======== Selected text

The Local Health Integration Networks did get some play, the Tories exaggerating the true cost to the system by confusing the annual cost of the LHINs ($70 millon) with the total cost since 2006 ($250 million). The Tories want to eliminate the LHINs and not replace them with anything – something most analysts agree is simply not feasible. The NDP say they want to replace the LHINs with a body that is more accountable to local communities, but haven’t said how they would do that. The Liberals have defended the LHINs, but will likely bring in changes following the election. The original legislation that created the LHINs was supposed to include a review of the Act after five years. Instead the McGuinty government postponed such a review, the Premier even briefly suggesting a formal review might not be necessary.
Dalton McGuinty clearly feels he is the best to negotiate a new Health Accord with the federal government. Set to expire in 2014, the Accord includes a six per cent funding escalator each year, depositing 23 per cent of the cost of Ontario’s health system. That works out to a 1.4 per cent increase per year – nothing to sneeze at when the parties are promising to limit overall increases to around three per cent or slightly better. McGuinty would like to tie the next accord to senior’s care, while Horwath would like to push the federal government to implement public drug coverage and provide funding for more long term care beds. Both are looking for another long-term deal. Hudak only says he wants federal funding to continue. Some federal Tories have mused about the idea of simply transferring tax points to the provinces, which would take any federal role out of health care – including the enforcement of the Canada Health Act.

================
======== Data extract

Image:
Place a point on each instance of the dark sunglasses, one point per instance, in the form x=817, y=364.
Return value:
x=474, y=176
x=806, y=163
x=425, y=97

================

*What you will do*
[1] Translate into Spanish this sentence from the excerpt on Ontario health care: "The original legislation that created the LHINs was supposed to include a review of the Act after five years."
[2] Answer these questions using the excerpt on Ontario health care:
(a) What do the Tories want to do with the LHINs?
(b) In what year is the Health Accord set to expire?
(c) What would McGuinty like to tie the next accord to?

*Answers in order*
[1] La legislación original que creó las LHIN debía incluir una revisión de la Ley después de cinco años.

[2]
(a) They want to eliminate the LHINs and not replace them with anything.
(b) 2014
(c) Seniors' care